_Required action 1_.
In the essay about attending the Valdai conference, why does the writer find the benefits of attending harder to specify than the costs?
_Required action 2_.
From the essay about the Valdai conference, extract the text from "As I have noted" up to and including "real as well.".

_Provided passage_.
--------------------------------------------------
The costs are easier to delineate. There is a large public relations component to this meeting, and that component has taken on a bigger dimension in recent years. In the past, a lot more of Valdai was off the record, including the sessions attended by Putin himself. Now everything is televised. Longtime attendees tell me that it also used to be more introspective; in the past, many of the panels covered Russia itself. Now most of the conference is outward-looking, discussing everyone else’s problems. Russia Today (RT) is interviewing every American they can find, including me in a few days. There is an obvious risk that participation confers greater legitimacy on a government that has been accused of some less-than-legitimate activities as of late.
The benefits are harder to specify. In part, this is because some of the value-added accrues only to me and not to thee. Last night I somehow found myself sharing a healthy amount of food and drink with some former G-20 policy principals. Priceless anecdotes about former heads of state were shared, as were some interesting observations about the prospect of great power politics following the U.S. election. But I can’t provide any more specifics than that because it was all off the record. Indeed, I feel cheap even teasing you about it.
One possible public good to proffer is the one David Rothkopf has used to justify the continuation of Davos:
[T]his meeting is the target of criticism for a reason. It is the granddaddy of the world’s big high-level conferences, and it has an important role to play in the world. People watch it closely; it attracts the skeptical views it draws precisely because it actually makes a difference, whether it is regarding how a leader or policy initiative is viewed by markets or how a particular threat (from climate to regional unrest) might be assessed or addressed.
Valdai matters because it is the highest-profile Russian equivalent to Davos (minus the corporate presence). What Vladimir Putin or Sergei Lavrov or Alexei Kudrin says here is worth observing. For close Russia-watchers — and most of the American attendees fall into that category — observing Valdai is like a physician doing a routine check-up of a patient. The interest is in the year-to-year changes in the official rhetoric, as well as what is said during the coffee breaks.
I am not a close Russia-watcher. Even for generalists such as myself, however, there can be value in listening to official boilerplate. There is even greater value in learning how one’s priors about a country might not match up with what is actually happening in that country. I’ve been genuinely surprised at the free-flowing nature of the conversations here on some very sensitive foreign policy questions. None of this will change official policy — but it is good to hear the thinking behind such policies, as well as the acknowledgment of costs as well as benefits.
As I have noted in the past, sharing a stage with people you disagree with is a good thing so long as you can express that disagreement openly. I have been able to do that here at Valdai. I was asked to envision a world in which the USSR didn’t collapse, because that was “the greatest geopolitical catastrophe of the 20th century,” according to the program. I took great pains to point out the myriad ways that statement was wrong. Mission accomplished.
My attendance at Valdai comes with a few costs. But the benefits are real as well.
--------------------------------------------------
[Records from a dataset]

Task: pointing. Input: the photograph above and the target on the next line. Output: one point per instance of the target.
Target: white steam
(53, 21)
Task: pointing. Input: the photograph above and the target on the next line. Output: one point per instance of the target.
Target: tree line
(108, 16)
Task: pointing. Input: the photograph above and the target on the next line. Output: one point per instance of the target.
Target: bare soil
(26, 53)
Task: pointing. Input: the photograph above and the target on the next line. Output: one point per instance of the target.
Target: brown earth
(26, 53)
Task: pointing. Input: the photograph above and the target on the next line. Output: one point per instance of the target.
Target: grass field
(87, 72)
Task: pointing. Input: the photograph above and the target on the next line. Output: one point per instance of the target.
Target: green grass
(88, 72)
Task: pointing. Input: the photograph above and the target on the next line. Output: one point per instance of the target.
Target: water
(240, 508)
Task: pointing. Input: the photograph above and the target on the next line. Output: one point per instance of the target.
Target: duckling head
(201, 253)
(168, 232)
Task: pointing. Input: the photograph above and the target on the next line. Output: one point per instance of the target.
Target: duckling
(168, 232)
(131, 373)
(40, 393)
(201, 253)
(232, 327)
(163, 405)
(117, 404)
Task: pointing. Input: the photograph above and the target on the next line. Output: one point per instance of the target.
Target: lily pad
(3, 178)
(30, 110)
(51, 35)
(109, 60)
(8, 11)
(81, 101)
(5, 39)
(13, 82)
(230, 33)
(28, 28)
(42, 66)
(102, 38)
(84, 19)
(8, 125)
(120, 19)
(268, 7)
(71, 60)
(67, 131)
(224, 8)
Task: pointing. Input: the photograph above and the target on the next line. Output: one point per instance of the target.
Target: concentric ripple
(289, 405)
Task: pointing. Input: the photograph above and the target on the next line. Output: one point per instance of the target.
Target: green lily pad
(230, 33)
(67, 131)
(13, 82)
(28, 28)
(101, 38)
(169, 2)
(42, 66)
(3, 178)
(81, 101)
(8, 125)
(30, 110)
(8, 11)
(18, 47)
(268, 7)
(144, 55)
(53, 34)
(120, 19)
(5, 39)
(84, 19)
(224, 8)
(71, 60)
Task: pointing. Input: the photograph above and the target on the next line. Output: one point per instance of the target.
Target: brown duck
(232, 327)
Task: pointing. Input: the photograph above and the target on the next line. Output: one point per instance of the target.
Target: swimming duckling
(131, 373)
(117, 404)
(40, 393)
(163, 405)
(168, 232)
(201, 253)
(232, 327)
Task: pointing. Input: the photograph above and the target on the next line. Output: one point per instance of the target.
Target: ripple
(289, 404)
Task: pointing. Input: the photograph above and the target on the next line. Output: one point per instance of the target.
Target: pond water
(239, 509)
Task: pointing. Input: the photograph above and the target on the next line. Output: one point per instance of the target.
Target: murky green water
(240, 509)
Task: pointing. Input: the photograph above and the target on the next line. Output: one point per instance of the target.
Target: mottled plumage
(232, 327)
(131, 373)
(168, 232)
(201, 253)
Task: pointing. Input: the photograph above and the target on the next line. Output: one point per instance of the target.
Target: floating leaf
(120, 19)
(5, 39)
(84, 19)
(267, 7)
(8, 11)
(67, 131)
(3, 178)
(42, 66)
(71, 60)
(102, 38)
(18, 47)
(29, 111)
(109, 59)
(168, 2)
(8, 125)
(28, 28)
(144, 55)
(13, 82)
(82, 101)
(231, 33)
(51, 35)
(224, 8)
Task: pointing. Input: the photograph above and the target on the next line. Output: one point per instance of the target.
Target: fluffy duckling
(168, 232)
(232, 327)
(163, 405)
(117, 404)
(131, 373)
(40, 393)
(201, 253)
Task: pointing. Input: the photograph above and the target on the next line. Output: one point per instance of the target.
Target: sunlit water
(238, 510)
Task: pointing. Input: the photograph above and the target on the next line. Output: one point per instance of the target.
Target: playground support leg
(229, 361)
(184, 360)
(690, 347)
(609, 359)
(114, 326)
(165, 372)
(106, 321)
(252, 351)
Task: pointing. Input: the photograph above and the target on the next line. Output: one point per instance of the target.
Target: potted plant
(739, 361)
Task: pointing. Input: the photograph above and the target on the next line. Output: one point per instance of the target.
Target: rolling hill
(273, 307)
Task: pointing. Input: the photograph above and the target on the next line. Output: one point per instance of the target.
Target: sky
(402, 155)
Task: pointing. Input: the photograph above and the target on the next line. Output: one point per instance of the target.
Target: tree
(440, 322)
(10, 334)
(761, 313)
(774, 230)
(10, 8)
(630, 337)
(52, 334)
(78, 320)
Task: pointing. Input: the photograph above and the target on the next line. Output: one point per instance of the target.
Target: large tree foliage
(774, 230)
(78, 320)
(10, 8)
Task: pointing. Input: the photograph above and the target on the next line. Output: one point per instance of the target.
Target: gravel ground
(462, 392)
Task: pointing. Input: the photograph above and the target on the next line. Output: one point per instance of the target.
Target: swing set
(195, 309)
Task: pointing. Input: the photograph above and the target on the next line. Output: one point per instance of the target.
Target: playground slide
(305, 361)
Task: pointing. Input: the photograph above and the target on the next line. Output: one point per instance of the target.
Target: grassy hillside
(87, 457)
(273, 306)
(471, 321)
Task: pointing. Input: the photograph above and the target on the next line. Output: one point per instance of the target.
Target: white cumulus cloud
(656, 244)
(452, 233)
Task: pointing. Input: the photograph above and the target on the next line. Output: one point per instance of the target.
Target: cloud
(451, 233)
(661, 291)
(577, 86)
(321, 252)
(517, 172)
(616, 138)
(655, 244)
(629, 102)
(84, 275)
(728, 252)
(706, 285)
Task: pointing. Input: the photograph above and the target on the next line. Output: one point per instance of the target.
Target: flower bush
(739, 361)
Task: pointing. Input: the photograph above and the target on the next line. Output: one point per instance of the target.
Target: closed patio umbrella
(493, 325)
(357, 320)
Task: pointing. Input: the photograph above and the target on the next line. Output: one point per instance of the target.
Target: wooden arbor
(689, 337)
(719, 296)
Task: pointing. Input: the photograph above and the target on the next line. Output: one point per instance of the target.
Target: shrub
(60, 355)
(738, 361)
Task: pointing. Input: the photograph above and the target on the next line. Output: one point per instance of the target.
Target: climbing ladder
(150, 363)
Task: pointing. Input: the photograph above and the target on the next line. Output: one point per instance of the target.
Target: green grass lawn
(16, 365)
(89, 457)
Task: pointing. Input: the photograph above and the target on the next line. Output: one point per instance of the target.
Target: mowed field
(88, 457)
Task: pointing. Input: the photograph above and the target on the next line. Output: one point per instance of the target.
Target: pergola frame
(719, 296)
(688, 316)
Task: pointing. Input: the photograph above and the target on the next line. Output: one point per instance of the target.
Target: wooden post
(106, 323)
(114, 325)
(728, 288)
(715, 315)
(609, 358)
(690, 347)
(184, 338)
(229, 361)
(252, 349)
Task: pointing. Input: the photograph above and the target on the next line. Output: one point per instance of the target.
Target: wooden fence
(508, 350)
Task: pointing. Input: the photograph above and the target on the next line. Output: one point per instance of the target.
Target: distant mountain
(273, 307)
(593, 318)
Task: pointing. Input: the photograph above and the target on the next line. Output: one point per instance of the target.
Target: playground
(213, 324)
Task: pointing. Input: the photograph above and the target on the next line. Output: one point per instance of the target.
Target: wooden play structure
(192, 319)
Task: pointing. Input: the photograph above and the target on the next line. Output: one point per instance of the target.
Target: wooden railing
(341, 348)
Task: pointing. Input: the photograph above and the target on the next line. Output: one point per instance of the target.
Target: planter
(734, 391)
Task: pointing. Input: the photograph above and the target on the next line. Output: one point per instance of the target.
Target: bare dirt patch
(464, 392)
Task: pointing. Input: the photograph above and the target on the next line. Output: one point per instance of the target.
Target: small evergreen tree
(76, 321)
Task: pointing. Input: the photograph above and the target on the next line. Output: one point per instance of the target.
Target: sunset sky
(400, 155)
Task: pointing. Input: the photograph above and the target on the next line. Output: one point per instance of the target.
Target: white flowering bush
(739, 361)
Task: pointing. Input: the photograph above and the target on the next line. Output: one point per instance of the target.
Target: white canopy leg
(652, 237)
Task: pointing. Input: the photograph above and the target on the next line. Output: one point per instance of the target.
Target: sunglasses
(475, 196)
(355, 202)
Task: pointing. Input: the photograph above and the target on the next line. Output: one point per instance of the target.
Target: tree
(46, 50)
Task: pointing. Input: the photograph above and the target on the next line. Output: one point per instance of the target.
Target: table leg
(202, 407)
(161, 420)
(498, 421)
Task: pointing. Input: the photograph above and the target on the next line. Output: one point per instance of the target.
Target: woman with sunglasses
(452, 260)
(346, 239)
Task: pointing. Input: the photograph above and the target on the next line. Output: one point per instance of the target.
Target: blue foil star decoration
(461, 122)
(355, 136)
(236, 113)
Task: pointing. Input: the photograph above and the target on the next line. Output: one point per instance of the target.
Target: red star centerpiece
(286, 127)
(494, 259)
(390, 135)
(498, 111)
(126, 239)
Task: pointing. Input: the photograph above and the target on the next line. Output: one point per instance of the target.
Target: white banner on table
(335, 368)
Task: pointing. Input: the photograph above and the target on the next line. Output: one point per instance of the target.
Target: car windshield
--------------------------------------------------
_Answer section 1_.
Part of the value goes only to the writer personally, not to readers. For example, the writer shared food and drink with former G-20 policy principals and heard anecdotes and observations, but can't give specifics because the conversation was off the record.

_Answer section 2_.
As I have noted in the past, sharing a stage with people you disagree with is a good thing so long as you can express that disagreement openly. I have been able to do that here at Valdai. I was asked to envision a world in which the USSR didn’t collapse, because that was “the greatest geopolitical catastrophe of the 20th century,” according to the program. I took great pains to point out the myriad ways that statement was wrong. Mission accomplished.
My attendance at Valdai comes with a few costs. But the benefits are real as well.